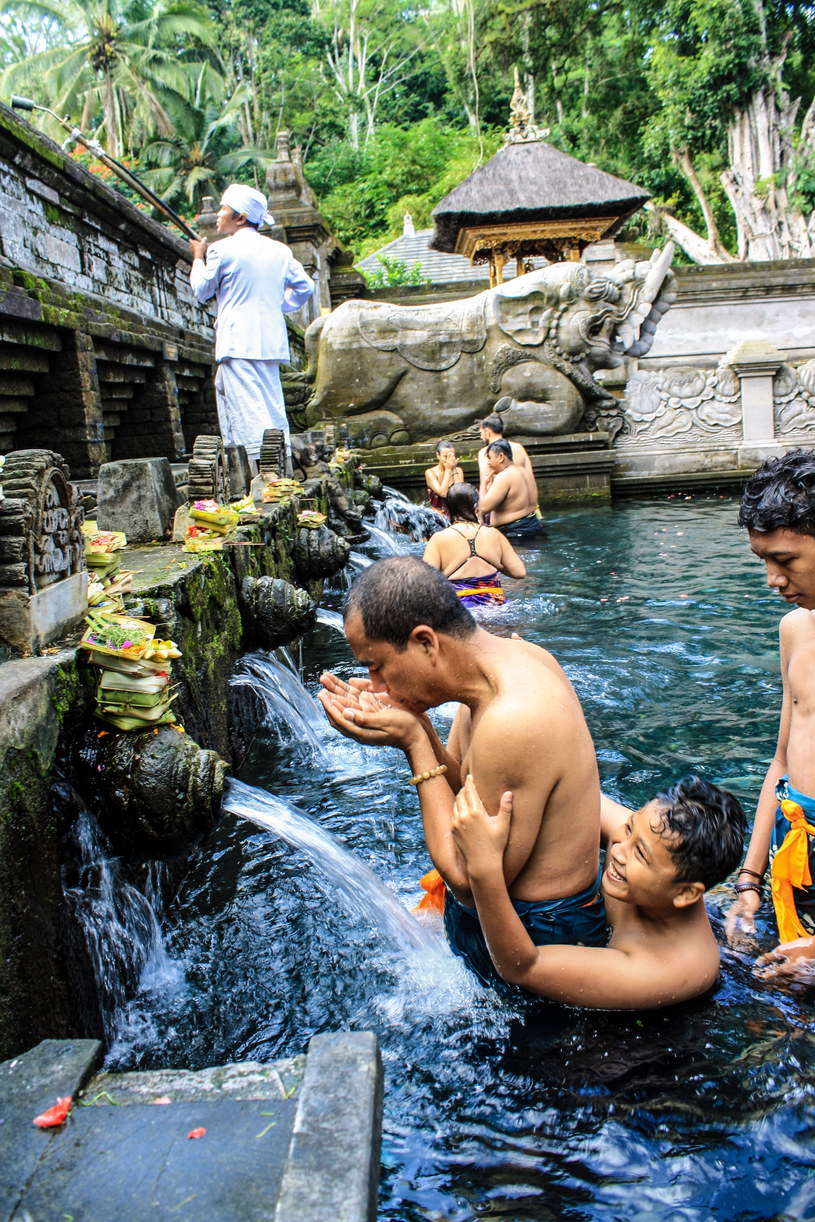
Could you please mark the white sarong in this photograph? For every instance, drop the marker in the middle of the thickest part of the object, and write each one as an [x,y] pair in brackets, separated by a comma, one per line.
[249,401]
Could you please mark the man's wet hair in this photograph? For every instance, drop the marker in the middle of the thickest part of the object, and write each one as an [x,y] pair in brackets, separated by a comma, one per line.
[781,495]
[395,595]
[709,825]
[462,502]
[501,447]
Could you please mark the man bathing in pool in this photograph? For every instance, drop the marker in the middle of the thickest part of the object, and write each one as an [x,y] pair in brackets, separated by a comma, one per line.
[519,727]
[660,860]
[778,512]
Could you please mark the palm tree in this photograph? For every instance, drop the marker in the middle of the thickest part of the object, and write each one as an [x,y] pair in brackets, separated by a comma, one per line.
[201,154]
[117,62]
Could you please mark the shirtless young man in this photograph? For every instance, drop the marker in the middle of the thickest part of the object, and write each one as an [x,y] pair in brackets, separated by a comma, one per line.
[491,429]
[521,727]
[660,862]
[507,497]
[778,512]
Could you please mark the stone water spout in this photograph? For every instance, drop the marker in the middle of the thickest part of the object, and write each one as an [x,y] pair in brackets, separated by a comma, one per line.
[400,374]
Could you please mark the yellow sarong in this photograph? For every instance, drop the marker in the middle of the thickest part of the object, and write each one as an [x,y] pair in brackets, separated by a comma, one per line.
[791,869]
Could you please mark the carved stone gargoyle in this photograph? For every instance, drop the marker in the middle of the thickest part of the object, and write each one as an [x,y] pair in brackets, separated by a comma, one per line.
[398,374]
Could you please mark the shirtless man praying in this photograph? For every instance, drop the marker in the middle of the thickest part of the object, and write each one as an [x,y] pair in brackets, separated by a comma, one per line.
[507,496]
[519,727]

────────────────────

> **Task requirements**
Reproduce each entry verbatim, excluding any embedded images.

> **The completed task**
Could you please mark the white sarong in this photograph? For every instance, drop the marker in the middle of the thickest part of the object, and write each one as an [x,y] pair in brackets, separated by a comma, one per line.
[249,401]
Could you please mark the man's wet hair in this photograph? For every instance, drop the marker in the middle of the thickest part of the object, and write each one as an [x,y] pair in brackets, separated by a comma, one per line.
[781,495]
[395,595]
[709,825]
[462,502]
[501,447]
Could you please mark the man bathing in pool in this photograph? For every instance, drop the marker in the middle of the thickest part of the object, and write each one as an [x,y] pair in brackets, separated by a comma, one per line.
[519,727]
[660,860]
[778,512]
Could you please mark the palm tree in this photograph? For every instance, drop the marker in the middle of the thickest part of the object, and write each one as an [x,y] pair in brackets, separated by a comma, one per line.
[201,154]
[117,62]
Could you please mark the shirtless young man in this photograph? For every instance, drop the marker in the middle of the thickest part of the object, and write each one as an [x,y] pair in brackets, separated by a comma, one per line.
[491,429]
[521,727]
[660,862]
[507,497]
[778,512]
Could you please mark the stone water spout in this photograph? For every instance, drop the marker in the middle of the thickest part of the object, and write each one as an [x,y] pair in brackets, separated by a comma, one per line.
[400,374]
Could you please mark the yellow sarong in this photograph? For every instance, drop the marker in the middle of the thickest part of the object, and write each one as an [x,y] pair in brackets, separated by a comma, one per line.
[791,869]
Could you please mark the carved stone gargoyle in this photograph? For every instance, drop the marker in the middle of the thickest part of the object, and write each one as an [x,y] pair in brackets, separated by a comma, one per line.
[398,374]
Could you please mark the shirtless man praying in this photograph? For every instance, drop the marker in the middle of the thickest part of the object, and write each one as an [x,y] pair in brackets, separated by a comma, one per line.
[507,496]
[519,727]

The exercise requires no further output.